Given problem:
Please repeat everything in the rows below from the line containing "the form (297,216)." down to the end, substituting "occurrence" for "instance" and leaving everything else unchanged. Leave the pictures out.

--- START ---

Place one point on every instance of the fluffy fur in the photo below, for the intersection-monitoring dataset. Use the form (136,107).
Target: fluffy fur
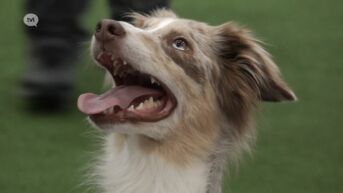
(218,81)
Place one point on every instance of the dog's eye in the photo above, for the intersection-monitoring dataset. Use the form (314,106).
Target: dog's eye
(180,44)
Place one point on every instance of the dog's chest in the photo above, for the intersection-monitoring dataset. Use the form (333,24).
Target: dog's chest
(133,171)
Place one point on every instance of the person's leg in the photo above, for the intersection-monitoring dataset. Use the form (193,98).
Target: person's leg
(119,8)
(51,51)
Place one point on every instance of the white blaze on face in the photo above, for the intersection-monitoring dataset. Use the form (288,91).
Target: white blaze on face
(162,24)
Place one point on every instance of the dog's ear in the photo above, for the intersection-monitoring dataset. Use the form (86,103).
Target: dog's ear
(139,19)
(242,55)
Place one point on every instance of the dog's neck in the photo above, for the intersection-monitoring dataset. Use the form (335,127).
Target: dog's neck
(129,169)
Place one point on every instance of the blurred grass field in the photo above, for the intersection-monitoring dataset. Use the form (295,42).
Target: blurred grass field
(300,145)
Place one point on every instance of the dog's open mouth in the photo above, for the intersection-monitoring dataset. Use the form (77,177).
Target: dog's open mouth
(136,97)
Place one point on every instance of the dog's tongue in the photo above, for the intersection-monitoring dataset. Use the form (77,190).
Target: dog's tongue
(121,96)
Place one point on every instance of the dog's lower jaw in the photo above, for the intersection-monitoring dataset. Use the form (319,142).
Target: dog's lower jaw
(125,168)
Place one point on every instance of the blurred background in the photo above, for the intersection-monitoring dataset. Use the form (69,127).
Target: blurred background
(299,147)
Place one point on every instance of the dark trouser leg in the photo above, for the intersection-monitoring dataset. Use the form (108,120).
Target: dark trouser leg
(119,8)
(52,48)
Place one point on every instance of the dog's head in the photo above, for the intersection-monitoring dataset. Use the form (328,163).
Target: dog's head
(169,72)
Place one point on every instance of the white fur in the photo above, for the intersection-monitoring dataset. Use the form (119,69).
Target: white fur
(132,171)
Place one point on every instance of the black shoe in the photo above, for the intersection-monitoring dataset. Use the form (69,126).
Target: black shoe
(45,98)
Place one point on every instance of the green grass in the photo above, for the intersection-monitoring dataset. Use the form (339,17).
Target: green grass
(300,145)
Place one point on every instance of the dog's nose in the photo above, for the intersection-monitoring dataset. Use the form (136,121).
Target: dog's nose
(107,29)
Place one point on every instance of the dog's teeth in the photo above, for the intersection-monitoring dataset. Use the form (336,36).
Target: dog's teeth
(154,81)
(131,108)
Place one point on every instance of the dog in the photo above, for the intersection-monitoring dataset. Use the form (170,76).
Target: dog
(181,103)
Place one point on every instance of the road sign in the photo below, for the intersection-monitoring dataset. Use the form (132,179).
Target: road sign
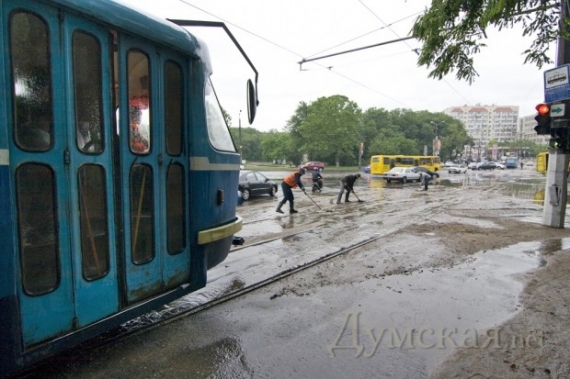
(557,84)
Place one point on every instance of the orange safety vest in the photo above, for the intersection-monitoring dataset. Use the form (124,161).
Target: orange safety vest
(290,180)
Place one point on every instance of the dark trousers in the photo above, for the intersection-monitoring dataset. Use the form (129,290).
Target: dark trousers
(287,196)
(343,187)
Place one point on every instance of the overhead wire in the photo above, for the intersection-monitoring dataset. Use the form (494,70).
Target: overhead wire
(329,68)
(397,35)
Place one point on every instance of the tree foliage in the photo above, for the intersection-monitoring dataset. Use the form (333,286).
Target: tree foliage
(330,129)
(452,31)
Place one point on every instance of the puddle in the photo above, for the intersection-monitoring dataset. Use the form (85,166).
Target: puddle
(463,300)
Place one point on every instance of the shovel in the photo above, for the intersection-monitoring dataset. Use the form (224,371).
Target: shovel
(360,201)
(312,200)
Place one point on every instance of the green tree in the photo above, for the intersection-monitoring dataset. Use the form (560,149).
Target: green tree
(295,154)
(330,129)
(277,146)
(452,31)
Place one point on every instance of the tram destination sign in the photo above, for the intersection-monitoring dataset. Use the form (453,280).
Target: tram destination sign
(556,84)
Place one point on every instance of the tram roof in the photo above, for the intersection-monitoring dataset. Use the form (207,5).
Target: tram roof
(137,21)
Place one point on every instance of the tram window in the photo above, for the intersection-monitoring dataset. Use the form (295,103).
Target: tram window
(139,102)
(93,221)
(31,82)
(88,92)
(218,131)
(175,208)
(37,224)
(142,214)
(173,105)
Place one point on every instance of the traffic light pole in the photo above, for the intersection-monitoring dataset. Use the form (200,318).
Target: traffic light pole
(556,191)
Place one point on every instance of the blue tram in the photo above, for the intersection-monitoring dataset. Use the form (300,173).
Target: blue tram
(118,174)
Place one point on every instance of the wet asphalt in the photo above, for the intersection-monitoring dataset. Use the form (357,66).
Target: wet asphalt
(331,320)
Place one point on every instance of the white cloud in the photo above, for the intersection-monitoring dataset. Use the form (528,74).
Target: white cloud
(276,35)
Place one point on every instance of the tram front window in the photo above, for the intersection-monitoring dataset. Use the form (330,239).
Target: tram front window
(218,131)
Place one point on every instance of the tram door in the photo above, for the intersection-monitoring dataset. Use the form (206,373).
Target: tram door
(154,167)
(61,166)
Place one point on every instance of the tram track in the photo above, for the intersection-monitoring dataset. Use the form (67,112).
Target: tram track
(119,334)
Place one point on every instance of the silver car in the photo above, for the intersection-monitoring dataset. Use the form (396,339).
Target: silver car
(402,174)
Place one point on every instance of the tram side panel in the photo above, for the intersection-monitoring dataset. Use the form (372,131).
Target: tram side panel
(214,172)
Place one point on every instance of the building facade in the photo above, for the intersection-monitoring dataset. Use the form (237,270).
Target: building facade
(485,123)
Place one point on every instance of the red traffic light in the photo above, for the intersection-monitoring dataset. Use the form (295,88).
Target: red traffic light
(543,109)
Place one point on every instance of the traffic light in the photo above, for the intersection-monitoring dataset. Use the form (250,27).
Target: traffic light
(559,139)
(543,119)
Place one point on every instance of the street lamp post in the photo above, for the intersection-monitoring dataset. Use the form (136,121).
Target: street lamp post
(436,139)
(240,145)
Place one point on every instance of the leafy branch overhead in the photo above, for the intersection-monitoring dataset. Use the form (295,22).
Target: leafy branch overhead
(453,31)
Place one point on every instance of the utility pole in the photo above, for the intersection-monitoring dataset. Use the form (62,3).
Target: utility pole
(240,145)
(556,191)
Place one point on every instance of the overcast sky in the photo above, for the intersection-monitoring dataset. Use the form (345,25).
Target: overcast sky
(276,35)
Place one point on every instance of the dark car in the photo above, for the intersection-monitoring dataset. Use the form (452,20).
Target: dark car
(255,183)
(486,166)
(427,171)
(310,166)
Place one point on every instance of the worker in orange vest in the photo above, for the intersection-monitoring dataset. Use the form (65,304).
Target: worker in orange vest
(291,181)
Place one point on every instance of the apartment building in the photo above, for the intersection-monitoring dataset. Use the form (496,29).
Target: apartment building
(486,123)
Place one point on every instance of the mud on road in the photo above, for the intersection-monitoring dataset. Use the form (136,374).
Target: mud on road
(470,253)
(459,217)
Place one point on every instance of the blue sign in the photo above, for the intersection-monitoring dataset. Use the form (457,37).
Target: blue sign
(557,84)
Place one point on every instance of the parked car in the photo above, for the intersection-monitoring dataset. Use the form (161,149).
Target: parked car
(402,174)
(255,183)
(486,166)
(309,166)
(419,169)
(457,169)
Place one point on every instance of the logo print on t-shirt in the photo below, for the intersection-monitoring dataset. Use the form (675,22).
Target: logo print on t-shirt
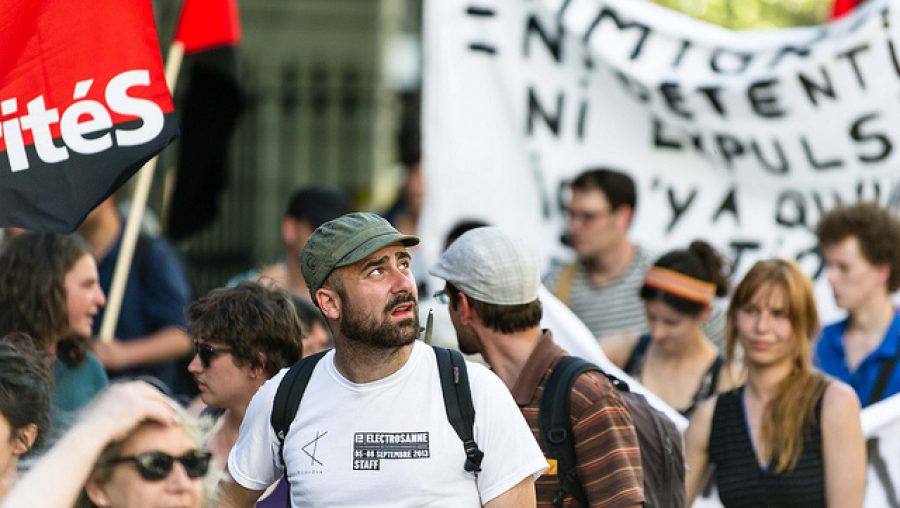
(369,448)
(314,444)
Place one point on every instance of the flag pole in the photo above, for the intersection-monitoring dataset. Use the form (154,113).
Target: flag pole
(135,215)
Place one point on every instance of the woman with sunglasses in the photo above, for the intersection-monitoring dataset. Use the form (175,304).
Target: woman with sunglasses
(49,290)
(790,436)
(675,359)
(133,447)
(243,336)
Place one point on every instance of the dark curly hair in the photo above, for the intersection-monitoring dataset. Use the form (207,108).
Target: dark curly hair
(33,268)
(699,261)
(25,386)
(876,229)
(253,320)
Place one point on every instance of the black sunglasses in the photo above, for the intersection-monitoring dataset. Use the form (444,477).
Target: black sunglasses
(207,352)
(155,466)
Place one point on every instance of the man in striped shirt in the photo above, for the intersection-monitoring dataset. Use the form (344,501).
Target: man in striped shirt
(492,282)
(602,285)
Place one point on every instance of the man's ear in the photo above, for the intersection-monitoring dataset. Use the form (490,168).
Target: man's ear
(884,272)
(289,231)
(259,372)
(624,215)
(329,302)
(466,312)
(25,438)
(96,493)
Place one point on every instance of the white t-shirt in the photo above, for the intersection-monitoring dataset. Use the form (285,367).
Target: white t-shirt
(386,443)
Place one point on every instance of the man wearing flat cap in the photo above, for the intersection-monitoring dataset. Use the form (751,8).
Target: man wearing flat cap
(492,282)
(372,429)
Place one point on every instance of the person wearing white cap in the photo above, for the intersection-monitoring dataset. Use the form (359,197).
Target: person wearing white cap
(492,282)
(372,428)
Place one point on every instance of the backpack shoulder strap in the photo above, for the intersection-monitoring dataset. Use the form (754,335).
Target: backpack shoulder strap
(563,289)
(288,397)
(636,358)
(884,375)
(556,428)
(458,402)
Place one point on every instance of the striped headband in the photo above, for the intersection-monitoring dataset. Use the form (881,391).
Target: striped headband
(680,285)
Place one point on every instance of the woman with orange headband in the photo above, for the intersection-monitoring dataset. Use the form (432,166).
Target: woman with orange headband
(675,360)
(790,436)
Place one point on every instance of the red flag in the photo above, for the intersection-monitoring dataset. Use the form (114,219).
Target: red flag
(83,104)
(208,109)
(208,24)
(842,7)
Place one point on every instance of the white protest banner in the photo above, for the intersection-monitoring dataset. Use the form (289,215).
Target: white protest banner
(740,138)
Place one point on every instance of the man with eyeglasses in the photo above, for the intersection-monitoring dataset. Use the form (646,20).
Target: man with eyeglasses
(372,428)
(602,285)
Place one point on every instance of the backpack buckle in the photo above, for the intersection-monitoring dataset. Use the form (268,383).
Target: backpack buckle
(557,435)
(473,457)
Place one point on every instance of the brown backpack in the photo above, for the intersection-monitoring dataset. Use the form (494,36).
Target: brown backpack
(662,451)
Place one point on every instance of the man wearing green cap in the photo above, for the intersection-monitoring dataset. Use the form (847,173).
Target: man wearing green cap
(372,429)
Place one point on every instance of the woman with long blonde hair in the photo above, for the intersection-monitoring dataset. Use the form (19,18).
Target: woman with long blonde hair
(789,436)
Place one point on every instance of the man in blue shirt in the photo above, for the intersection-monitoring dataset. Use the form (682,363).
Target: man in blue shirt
(861,246)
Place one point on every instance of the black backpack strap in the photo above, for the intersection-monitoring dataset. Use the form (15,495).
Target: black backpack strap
(884,375)
(287,402)
(458,402)
(556,428)
(636,358)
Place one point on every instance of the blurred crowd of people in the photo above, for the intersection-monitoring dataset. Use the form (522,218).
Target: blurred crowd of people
(773,396)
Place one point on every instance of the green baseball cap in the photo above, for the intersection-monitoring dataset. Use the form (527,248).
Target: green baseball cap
(346,240)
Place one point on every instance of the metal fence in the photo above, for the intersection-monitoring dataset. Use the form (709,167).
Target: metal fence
(316,112)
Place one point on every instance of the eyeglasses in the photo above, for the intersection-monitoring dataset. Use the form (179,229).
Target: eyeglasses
(586,217)
(207,352)
(155,466)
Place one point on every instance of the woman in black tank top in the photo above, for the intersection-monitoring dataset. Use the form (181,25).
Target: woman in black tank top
(675,360)
(789,436)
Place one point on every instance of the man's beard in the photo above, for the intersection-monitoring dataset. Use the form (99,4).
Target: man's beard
(358,327)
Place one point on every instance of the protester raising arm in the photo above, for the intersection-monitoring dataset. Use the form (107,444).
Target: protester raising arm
(67,465)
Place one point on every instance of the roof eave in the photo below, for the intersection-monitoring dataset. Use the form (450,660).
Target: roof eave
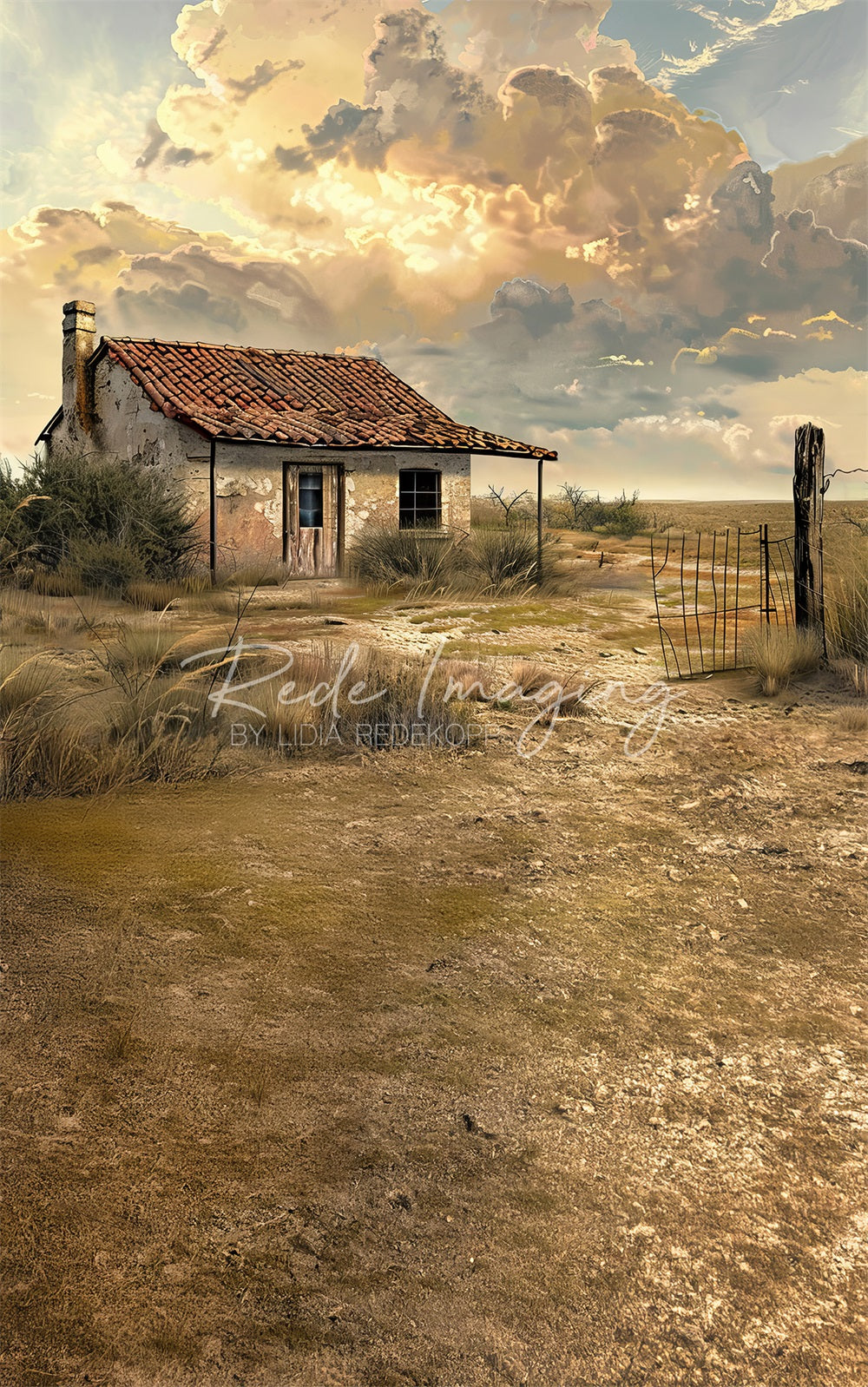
(53,422)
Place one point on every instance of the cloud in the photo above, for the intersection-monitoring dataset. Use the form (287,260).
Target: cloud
(496,197)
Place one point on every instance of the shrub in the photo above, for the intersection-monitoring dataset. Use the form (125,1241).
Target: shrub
(575,509)
(503,561)
(62,503)
(106,566)
(781,654)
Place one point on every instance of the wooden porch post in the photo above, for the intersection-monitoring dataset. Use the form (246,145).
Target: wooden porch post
(807,549)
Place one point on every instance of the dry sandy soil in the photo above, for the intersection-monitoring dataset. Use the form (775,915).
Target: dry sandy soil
(450,1069)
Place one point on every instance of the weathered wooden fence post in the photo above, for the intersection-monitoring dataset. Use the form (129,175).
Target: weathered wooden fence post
(807,549)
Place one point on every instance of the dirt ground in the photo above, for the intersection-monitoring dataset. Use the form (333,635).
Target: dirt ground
(450,1069)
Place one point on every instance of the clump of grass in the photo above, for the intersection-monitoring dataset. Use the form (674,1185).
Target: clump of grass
(27,681)
(781,654)
(505,562)
(854,674)
(389,556)
(846,607)
(494,562)
(343,700)
(251,575)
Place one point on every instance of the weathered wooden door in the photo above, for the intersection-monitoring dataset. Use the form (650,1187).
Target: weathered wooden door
(311,521)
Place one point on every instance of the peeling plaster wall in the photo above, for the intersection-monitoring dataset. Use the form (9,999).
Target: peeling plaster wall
(250,476)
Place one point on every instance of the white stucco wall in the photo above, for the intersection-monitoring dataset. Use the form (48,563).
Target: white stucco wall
(250,476)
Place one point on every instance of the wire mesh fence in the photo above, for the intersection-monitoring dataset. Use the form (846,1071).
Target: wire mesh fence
(712,588)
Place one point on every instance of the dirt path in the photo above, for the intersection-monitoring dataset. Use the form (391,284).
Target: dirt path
(450,1069)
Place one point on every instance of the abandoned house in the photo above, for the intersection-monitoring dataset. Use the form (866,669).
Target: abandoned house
(285,454)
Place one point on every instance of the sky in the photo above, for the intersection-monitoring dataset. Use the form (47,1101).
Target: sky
(633,231)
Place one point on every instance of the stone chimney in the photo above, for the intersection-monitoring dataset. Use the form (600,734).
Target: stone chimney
(79,339)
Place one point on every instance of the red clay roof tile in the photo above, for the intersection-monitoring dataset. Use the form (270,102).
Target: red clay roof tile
(301,397)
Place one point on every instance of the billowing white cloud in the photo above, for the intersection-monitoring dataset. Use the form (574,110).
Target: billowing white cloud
(492,199)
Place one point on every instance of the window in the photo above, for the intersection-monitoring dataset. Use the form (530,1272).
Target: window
(418,500)
(310,500)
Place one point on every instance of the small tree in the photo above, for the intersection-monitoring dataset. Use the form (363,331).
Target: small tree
(62,509)
(508,505)
(575,503)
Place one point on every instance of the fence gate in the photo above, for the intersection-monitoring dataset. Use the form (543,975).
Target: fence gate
(712,588)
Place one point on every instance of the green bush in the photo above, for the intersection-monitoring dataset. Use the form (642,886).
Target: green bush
(106,565)
(92,507)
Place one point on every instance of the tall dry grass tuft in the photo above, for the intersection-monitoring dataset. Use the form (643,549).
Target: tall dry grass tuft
(487,562)
(782,654)
(846,610)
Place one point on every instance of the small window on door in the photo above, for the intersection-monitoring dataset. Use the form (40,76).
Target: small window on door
(310,500)
(418,500)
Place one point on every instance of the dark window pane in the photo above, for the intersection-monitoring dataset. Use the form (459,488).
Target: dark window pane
(419,498)
(310,500)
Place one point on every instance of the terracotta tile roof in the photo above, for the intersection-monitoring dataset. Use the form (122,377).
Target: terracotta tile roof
(296,397)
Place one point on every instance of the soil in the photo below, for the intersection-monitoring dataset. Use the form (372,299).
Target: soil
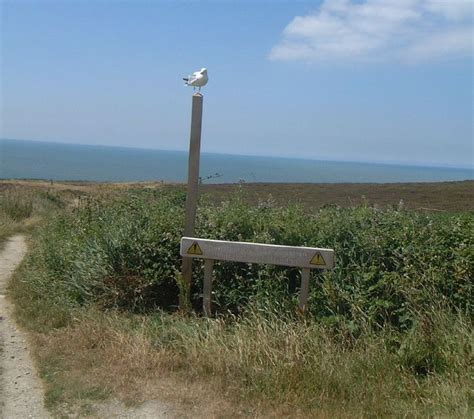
(21,393)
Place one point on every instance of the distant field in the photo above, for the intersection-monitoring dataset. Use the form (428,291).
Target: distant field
(439,196)
(444,196)
(389,329)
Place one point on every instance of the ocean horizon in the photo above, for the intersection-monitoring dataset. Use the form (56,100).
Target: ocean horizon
(26,159)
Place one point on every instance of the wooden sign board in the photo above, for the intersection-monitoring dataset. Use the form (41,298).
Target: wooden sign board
(295,256)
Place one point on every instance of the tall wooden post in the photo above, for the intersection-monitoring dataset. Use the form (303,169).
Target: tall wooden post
(192,191)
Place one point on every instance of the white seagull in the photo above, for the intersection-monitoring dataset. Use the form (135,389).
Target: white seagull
(197,79)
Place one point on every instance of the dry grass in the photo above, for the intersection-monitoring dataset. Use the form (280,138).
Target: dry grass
(257,367)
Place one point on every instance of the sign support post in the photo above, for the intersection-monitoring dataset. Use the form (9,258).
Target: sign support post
(192,191)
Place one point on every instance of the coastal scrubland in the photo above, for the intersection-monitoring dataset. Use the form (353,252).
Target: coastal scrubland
(389,331)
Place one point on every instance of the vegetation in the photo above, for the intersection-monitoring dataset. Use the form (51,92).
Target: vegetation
(389,331)
(21,209)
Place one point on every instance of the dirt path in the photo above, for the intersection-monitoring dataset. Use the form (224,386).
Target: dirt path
(21,394)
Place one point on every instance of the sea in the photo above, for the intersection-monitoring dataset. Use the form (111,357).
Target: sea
(21,159)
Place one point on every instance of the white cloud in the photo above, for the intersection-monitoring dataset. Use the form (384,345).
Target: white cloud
(377,29)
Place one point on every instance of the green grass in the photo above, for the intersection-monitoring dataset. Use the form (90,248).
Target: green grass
(388,332)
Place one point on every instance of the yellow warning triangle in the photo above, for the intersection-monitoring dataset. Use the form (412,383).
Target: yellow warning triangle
(194,249)
(317,259)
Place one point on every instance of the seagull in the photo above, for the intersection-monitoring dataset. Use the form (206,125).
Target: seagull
(198,79)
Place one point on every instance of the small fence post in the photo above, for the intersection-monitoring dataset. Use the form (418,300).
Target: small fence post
(304,291)
(207,288)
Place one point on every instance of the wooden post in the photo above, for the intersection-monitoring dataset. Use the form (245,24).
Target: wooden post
(207,289)
(304,291)
(192,191)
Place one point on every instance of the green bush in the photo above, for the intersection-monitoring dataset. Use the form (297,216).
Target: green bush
(390,264)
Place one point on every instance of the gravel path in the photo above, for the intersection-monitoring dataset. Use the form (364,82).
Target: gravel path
(21,393)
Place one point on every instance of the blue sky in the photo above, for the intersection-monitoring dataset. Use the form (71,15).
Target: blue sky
(373,80)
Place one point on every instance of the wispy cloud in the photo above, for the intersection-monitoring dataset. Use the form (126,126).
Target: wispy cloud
(410,30)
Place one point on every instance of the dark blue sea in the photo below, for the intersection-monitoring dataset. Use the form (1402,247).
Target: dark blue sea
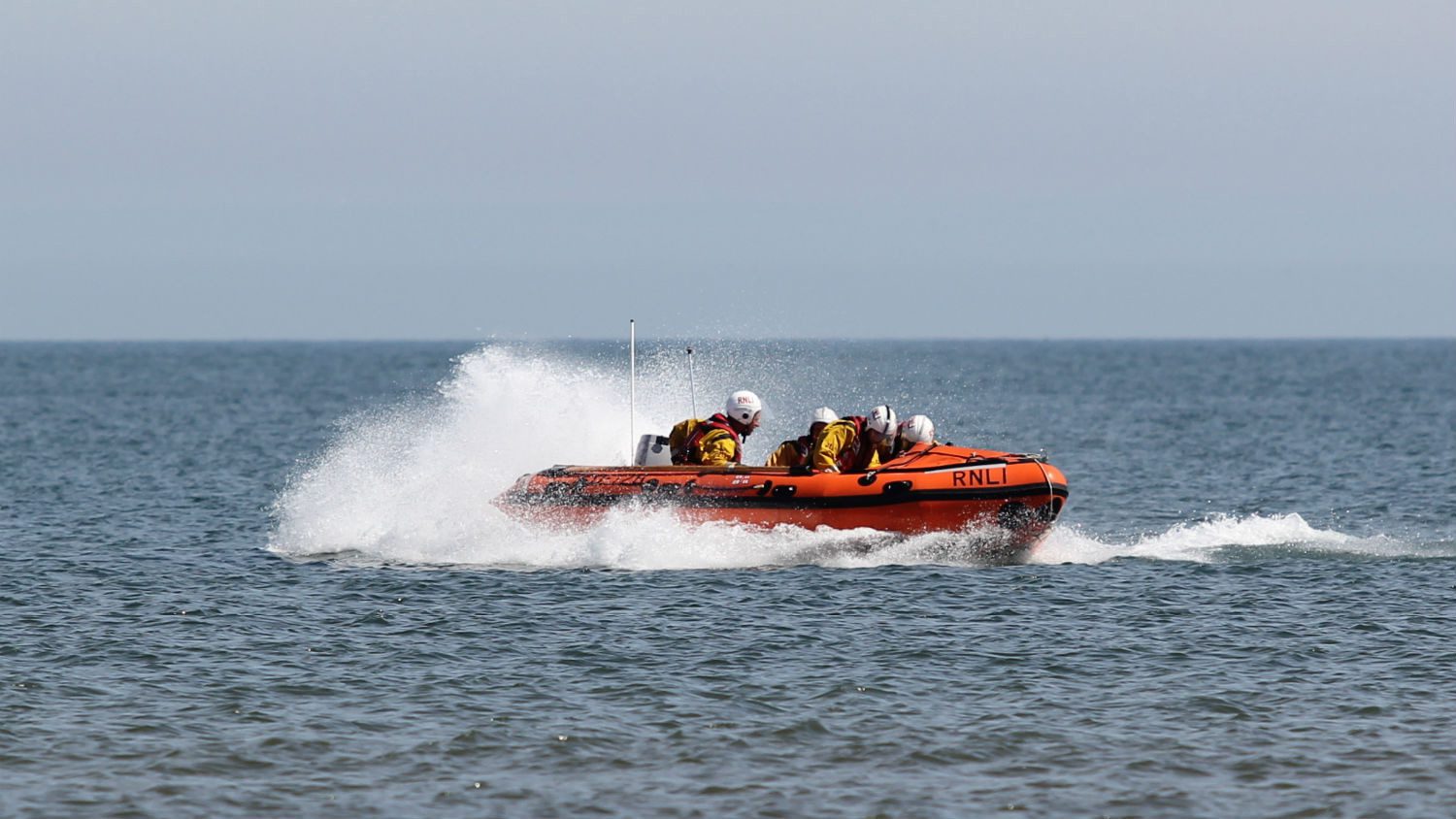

--- END ---

Written response:
Place one point on every occurrence of the green bush in the photo above, for the intersection-monitoring dataset. Use the form (297,216).
Target: green bush
(390,264)
Place one point on every occurrence of the gravel path in the photo above, for the intersection-monitoring dataset. Use the form (364,82).
Target: gravel path
(21,393)
Place one point on every occurrence of the blue sky in the photo above, for the intersection-monitoring dataset. Use the form (71,15).
Target: blue sky
(373,80)
Place one point on every occurrence of the wispy cloud in the photo above, for the intersection-monitoring dataset. Use the form (126,126).
Target: wispy cloud
(410,30)
Place one point on every occurrence of the dark blue sea in the photo below, for the intersection-monitoring dataset. Use the form (1402,247).
Target: dark blue sea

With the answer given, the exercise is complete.